▶ _文書_:
ふとしたたまたま
高校一年の夏の事、というから今から30年ほど前のことになるか、友達二人と連れだって海を見に若狭までツーリングに出かけた。バイクを買ったはじめてのツ−リングであり、晴れがましいような、偉そうなような気分もあり颯爽と出発した。
亀岡越えのワインディングロードで、つい調子に乗ってバイクを傾けすぎて転倒。大きなケガはなかったもののオイルキャップを閉め忘れていたため、転倒した拍子に油が漏れ、せっかくの新車は油まみれになってしまった。痛む体でバイクを起こした時には、ちょっと情けない気分になった。
それでもさらに海に向かってバイクを走らせ、宮津あたりだったろうか、もうすぐ海、というところで、ふとしたたまたま見かけた喫茶店でバイクを寄せた。3人とも初めての長距離ツーリング、海の風景を目前に控え気が高ぶっていた。田舎びた、これといった特徴があるわけでもない喫茶店であったが、そのころ流行のジュークボックスが隅に置かれてあった。

▶ _提供情報_:
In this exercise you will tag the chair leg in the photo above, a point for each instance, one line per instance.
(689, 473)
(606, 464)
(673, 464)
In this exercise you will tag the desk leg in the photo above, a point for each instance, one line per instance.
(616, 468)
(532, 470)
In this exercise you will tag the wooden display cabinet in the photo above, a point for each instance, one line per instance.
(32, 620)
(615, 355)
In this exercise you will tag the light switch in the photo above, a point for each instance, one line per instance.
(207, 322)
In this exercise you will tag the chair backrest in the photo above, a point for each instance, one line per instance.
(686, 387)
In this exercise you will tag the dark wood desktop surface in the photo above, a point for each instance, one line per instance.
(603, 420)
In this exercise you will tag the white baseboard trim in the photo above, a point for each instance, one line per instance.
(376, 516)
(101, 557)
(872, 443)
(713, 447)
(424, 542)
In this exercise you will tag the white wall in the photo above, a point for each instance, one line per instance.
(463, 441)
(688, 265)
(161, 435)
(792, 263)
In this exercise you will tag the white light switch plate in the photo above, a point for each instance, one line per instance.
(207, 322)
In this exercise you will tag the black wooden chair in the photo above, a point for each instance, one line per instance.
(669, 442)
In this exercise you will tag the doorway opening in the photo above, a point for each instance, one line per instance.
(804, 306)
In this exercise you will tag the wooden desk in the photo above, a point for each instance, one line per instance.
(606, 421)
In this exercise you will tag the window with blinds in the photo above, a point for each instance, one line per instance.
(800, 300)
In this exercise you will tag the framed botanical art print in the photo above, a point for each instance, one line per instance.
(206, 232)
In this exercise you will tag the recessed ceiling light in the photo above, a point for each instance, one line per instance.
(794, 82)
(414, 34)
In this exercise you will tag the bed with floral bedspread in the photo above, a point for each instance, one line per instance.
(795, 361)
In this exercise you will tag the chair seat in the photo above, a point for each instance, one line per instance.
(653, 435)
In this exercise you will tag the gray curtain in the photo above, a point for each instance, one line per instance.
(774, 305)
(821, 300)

* * *

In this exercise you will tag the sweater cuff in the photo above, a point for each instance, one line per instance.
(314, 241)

--

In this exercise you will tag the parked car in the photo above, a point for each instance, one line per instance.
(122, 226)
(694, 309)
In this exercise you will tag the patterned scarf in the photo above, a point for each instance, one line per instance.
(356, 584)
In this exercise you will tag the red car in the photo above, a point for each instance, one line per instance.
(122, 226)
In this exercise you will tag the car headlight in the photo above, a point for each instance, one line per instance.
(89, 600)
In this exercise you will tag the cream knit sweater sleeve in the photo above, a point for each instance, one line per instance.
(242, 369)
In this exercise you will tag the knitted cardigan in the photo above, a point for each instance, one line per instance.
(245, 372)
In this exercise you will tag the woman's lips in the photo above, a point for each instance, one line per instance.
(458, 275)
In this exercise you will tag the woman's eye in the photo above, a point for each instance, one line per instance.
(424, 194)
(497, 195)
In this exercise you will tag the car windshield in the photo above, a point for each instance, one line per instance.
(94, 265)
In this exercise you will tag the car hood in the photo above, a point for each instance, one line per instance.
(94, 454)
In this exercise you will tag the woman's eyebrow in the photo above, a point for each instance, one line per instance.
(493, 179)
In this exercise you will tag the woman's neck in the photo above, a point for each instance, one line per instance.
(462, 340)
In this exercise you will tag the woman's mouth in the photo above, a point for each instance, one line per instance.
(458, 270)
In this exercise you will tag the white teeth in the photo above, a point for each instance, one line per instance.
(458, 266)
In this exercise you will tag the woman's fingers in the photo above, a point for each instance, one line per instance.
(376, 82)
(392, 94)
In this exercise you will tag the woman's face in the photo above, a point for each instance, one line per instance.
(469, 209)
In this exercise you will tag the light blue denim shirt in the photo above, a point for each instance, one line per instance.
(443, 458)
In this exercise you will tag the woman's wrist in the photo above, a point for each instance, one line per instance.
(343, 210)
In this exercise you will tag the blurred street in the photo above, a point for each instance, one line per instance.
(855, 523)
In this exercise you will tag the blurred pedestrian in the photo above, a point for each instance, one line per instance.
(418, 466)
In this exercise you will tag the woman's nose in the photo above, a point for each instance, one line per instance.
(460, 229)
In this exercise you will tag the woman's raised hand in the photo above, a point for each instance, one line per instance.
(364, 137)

▶ _課題の内容_:
若狭へのツーリングを振り返る文章を、喫茶店の隅にジュークボックスが置かれていたという最後の一文の後から書き継いでください。

▶ _解答_:
注文にきたウェートレスに「コーヒー!」と言ったときには、いっぱしの大人になれたような気がした。オートバイ、ジュークボックス、コーヒー、これにピンボールが加われば、そこはもうアメリカである。出てきた3つのコーヒーと砂糖との間をスプーンが何度も行き来し、テーブル中央に置かれ、なみなみ入っていた筈のフレッシュポットのクリームは、最後の一滴までもがコーヒーカップの中に消えた。
その後、ジュークボックスに向かって誰かが100円を入れ、6曲を選曲。
誰が選曲したかは忘れたが、横文字の曲が何曲か流れたあと”私の城下町”が流れた。 それまで話に夢中になっていた3人がそこで急に黙りだした。
”私の城下町”のゆったりとした流れが店内に拡がり、いつしかアメリカの風景を日本の古い街並みに変えていった。
あれから数年経ったある日、3人は再会した。当然昔話に花は咲き、あの時のツーリングの話になったとき誰かが言った。
「あの時、途中で喫茶店に入ったの覚えてるか?」
「覚えてる、覚えてる。あの時流れてた歌もよく覚えてる。」
ボクが「私の城下町」と言うと、みんな顔を見合わせ「やっぱり。」
そして誰かが「”私の城下町”を聞く度、どういう訳かあの時のツ−リングを思い出すんやなあ。」
・・・・・みんな一緒に「やっぱり」。
あの日、ふとしたたまたま入った喫茶店で聴いた”私の城下町”。
ささやかな、なんて事もないことやけど、それが延々と人の心の中に残って生きている。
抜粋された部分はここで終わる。